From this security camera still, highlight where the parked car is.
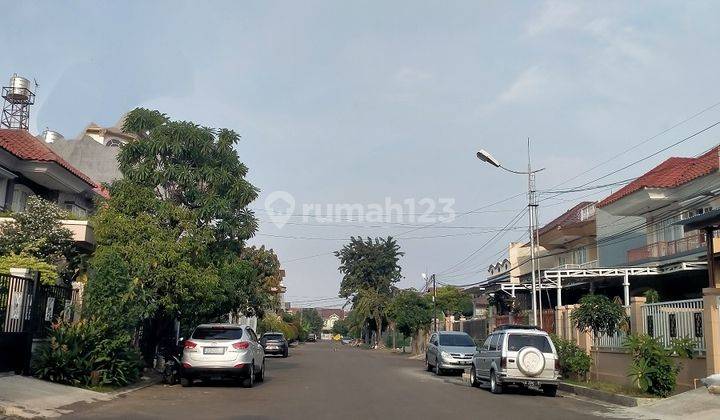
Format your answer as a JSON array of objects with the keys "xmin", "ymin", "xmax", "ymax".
[
  {"xmin": 469, "ymin": 325, "xmax": 559, "ymax": 396},
  {"xmin": 180, "ymin": 324, "xmax": 265, "ymax": 388},
  {"xmin": 425, "ymin": 331, "xmax": 477, "ymax": 375},
  {"xmin": 260, "ymin": 332, "xmax": 289, "ymax": 357},
  {"xmin": 341, "ymin": 336, "xmax": 353, "ymax": 345},
  {"xmin": 307, "ymin": 333, "xmax": 317, "ymax": 342}
]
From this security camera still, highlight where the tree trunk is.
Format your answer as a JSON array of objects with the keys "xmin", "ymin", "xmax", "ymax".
[{"xmin": 375, "ymin": 316, "xmax": 383, "ymax": 348}]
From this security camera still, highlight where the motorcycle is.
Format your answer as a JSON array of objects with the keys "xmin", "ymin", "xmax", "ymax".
[{"xmin": 155, "ymin": 344, "xmax": 181, "ymax": 385}]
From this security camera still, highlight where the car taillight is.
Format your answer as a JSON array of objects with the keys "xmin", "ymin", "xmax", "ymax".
[
  {"xmin": 233, "ymin": 341, "xmax": 250, "ymax": 349},
  {"xmin": 555, "ymin": 357, "xmax": 560, "ymax": 371},
  {"xmin": 500, "ymin": 357, "xmax": 507, "ymax": 369},
  {"xmin": 234, "ymin": 363, "xmax": 246, "ymax": 368},
  {"xmin": 184, "ymin": 341, "xmax": 197, "ymax": 351},
  {"xmin": 182, "ymin": 362, "xmax": 192, "ymax": 368}
]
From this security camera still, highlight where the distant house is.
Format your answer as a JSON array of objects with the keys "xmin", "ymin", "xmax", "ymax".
[
  {"xmin": 0, "ymin": 128, "xmax": 103, "ymax": 248},
  {"xmin": 43, "ymin": 116, "xmax": 132, "ymax": 185},
  {"xmin": 317, "ymin": 308, "xmax": 345, "ymax": 339}
]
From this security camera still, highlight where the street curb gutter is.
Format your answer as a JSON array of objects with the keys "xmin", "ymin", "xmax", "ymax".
[
  {"xmin": 109, "ymin": 375, "xmax": 163, "ymax": 398},
  {"xmin": 559, "ymin": 382, "xmax": 655, "ymax": 407}
]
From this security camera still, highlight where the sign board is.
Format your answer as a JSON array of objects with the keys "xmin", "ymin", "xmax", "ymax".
[
  {"xmin": 9, "ymin": 292, "xmax": 22, "ymax": 320},
  {"xmin": 45, "ymin": 297, "xmax": 55, "ymax": 321}
]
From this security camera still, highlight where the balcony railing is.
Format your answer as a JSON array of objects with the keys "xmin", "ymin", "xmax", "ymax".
[
  {"xmin": 627, "ymin": 233, "xmax": 706, "ymax": 264},
  {"xmin": 551, "ymin": 260, "xmax": 598, "ymax": 270}
]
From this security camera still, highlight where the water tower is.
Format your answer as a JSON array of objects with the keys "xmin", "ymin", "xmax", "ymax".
[{"xmin": 1, "ymin": 74, "xmax": 35, "ymax": 130}]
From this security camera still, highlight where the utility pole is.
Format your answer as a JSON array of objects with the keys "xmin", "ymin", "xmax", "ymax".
[
  {"xmin": 477, "ymin": 142, "xmax": 544, "ymax": 327},
  {"xmin": 527, "ymin": 139, "xmax": 540, "ymax": 327},
  {"xmin": 432, "ymin": 274, "xmax": 438, "ymax": 332}
]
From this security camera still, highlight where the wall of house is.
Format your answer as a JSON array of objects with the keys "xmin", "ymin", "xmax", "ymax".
[
  {"xmin": 596, "ymin": 207, "xmax": 646, "ymax": 267},
  {"xmin": 591, "ymin": 349, "xmax": 706, "ymax": 392}
]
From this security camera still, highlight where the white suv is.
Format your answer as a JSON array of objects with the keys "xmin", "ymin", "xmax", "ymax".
[{"xmin": 469, "ymin": 325, "xmax": 560, "ymax": 396}]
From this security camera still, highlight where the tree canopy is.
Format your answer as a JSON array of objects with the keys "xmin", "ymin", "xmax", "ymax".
[
  {"xmin": 336, "ymin": 236, "xmax": 403, "ymax": 298},
  {"xmin": 434, "ymin": 285, "xmax": 474, "ymax": 318},
  {"xmin": 388, "ymin": 289, "xmax": 433, "ymax": 337},
  {"xmin": 0, "ymin": 196, "xmax": 77, "ymax": 282},
  {"xmin": 119, "ymin": 108, "xmax": 259, "ymax": 249}
]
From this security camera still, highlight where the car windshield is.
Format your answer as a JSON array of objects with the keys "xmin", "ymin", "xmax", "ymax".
[
  {"xmin": 507, "ymin": 334, "xmax": 552, "ymax": 352},
  {"xmin": 191, "ymin": 327, "xmax": 244, "ymax": 340},
  {"xmin": 263, "ymin": 334, "xmax": 284, "ymax": 340},
  {"xmin": 439, "ymin": 334, "xmax": 475, "ymax": 347}
]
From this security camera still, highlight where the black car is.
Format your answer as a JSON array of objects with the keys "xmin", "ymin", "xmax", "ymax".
[
  {"xmin": 307, "ymin": 333, "xmax": 317, "ymax": 342},
  {"xmin": 260, "ymin": 332, "xmax": 289, "ymax": 357}
]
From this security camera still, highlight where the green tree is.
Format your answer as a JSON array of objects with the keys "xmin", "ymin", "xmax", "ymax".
[
  {"xmin": 331, "ymin": 317, "xmax": 350, "ymax": 336},
  {"xmin": 388, "ymin": 289, "xmax": 433, "ymax": 354},
  {"xmin": 299, "ymin": 308, "xmax": 323, "ymax": 334},
  {"xmin": 119, "ymin": 108, "xmax": 259, "ymax": 248},
  {"xmin": 0, "ymin": 196, "xmax": 76, "ymax": 282},
  {"xmin": 335, "ymin": 236, "xmax": 403, "ymax": 347},
  {"xmin": 572, "ymin": 294, "xmax": 626, "ymax": 380},
  {"xmin": 434, "ymin": 285, "xmax": 474, "ymax": 318},
  {"xmin": 354, "ymin": 288, "xmax": 391, "ymax": 347},
  {"xmin": 336, "ymin": 237, "xmax": 403, "ymax": 298}
]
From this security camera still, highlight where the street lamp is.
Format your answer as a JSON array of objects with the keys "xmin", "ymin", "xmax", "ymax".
[
  {"xmin": 422, "ymin": 273, "xmax": 438, "ymax": 332},
  {"xmin": 476, "ymin": 141, "xmax": 544, "ymax": 326}
]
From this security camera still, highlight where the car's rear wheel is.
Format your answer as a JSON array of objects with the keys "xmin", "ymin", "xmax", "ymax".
[
  {"xmin": 180, "ymin": 376, "xmax": 193, "ymax": 387},
  {"xmin": 255, "ymin": 359, "xmax": 265, "ymax": 382},
  {"xmin": 470, "ymin": 366, "xmax": 480, "ymax": 387},
  {"xmin": 490, "ymin": 370, "xmax": 503, "ymax": 394},
  {"xmin": 434, "ymin": 358, "xmax": 443, "ymax": 376},
  {"xmin": 542, "ymin": 384, "xmax": 558, "ymax": 397},
  {"xmin": 425, "ymin": 357, "xmax": 432, "ymax": 371},
  {"xmin": 242, "ymin": 363, "xmax": 255, "ymax": 388}
]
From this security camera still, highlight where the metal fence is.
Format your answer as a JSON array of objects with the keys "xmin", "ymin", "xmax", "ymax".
[
  {"xmin": 594, "ymin": 331, "xmax": 627, "ymax": 349},
  {"xmin": 642, "ymin": 298, "xmax": 705, "ymax": 352},
  {"xmin": 1, "ymin": 273, "xmax": 72, "ymax": 373}
]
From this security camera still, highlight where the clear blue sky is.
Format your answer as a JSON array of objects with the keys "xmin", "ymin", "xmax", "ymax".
[{"xmin": 3, "ymin": 1, "xmax": 720, "ymax": 306}]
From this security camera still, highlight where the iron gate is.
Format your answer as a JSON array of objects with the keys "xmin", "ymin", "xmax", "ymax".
[{"xmin": 0, "ymin": 272, "xmax": 72, "ymax": 374}]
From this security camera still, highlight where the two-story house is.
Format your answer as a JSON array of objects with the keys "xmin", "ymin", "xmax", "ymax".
[
  {"xmin": 594, "ymin": 145, "xmax": 720, "ymax": 299},
  {"xmin": 0, "ymin": 128, "xmax": 102, "ymax": 248}
]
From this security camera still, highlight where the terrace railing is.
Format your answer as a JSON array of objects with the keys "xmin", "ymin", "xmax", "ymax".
[{"xmin": 627, "ymin": 233, "xmax": 705, "ymax": 264}]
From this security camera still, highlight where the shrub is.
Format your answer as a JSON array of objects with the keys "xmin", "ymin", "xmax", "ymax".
[
  {"xmin": 624, "ymin": 334, "xmax": 680, "ymax": 397},
  {"xmin": 550, "ymin": 334, "xmax": 591, "ymax": 380},
  {"xmin": 33, "ymin": 319, "xmax": 142, "ymax": 387},
  {"xmin": 0, "ymin": 253, "xmax": 59, "ymax": 285}
]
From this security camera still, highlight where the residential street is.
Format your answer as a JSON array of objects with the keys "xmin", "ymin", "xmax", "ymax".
[{"xmin": 60, "ymin": 341, "xmax": 615, "ymax": 420}]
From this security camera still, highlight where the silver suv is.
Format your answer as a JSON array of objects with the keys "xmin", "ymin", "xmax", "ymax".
[
  {"xmin": 425, "ymin": 331, "xmax": 477, "ymax": 375},
  {"xmin": 469, "ymin": 325, "xmax": 559, "ymax": 396},
  {"xmin": 180, "ymin": 324, "xmax": 265, "ymax": 388}
]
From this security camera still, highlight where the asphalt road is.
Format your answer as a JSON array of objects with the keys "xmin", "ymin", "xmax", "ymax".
[{"xmin": 61, "ymin": 341, "xmax": 617, "ymax": 420}]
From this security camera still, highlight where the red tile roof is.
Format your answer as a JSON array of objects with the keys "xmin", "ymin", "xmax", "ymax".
[
  {"xmin": 538, "ymin": 201, "xmax": 594, "ymax": 236},
  {"xmin": 317, "ymin": 308, "xmax": 345, "ymax": 320},
  {"xmin": 0, "ymin": 129, "xmax": 97, "ymax": 188},
  {"xmin": 597, "ymin": 146, "xmax": 720, "ymax": 208}
]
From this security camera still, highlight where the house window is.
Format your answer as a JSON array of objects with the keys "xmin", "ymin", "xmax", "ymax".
[
  {"xmin": 11, "ymin": 184, "xmax": 34, "ymax": 212},
  {"xmin": 105, "ymin": 138, "xmax": 124, "ymax": 147},
  {"xmin": 572, "ymin": 247, "xmax": 588, "ymax": 265}
]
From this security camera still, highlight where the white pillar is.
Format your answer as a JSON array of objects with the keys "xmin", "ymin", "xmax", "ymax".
[
  {"xmin": 556, "ymin": 277, "xmax": 562, "ymax": 308},
  {"xmin": 623, "ymin": 273, "xmax": 630, "ymax": 308}
]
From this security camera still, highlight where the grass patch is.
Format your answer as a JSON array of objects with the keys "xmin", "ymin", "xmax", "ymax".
[{"xmin": 565, "ymin": 378, "xmax": 656, "ymax": 398}]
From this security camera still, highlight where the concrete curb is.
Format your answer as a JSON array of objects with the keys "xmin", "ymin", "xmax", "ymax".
[
  {"xmin": 559, "ymin": 382, "xmax": 656, "ymax": 407},
  {"xmin": 108, "ymin": 374, "xmax": 163, "ymax": 398}
]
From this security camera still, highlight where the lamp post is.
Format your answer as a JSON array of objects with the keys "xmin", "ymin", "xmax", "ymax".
[
  {"xmin": 422, "ymin": 273, "xmax": 438, "ymax": 331},
  {"xmin": 476, "ymin": 140, "xmax": 544, "ymax": 326}
]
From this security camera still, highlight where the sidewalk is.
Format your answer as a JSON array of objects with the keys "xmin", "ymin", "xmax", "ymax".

————

If a line of the data includes the word "railing", it counts; give how many lines do, as a bare number.

WRITTEN ANSWER: 2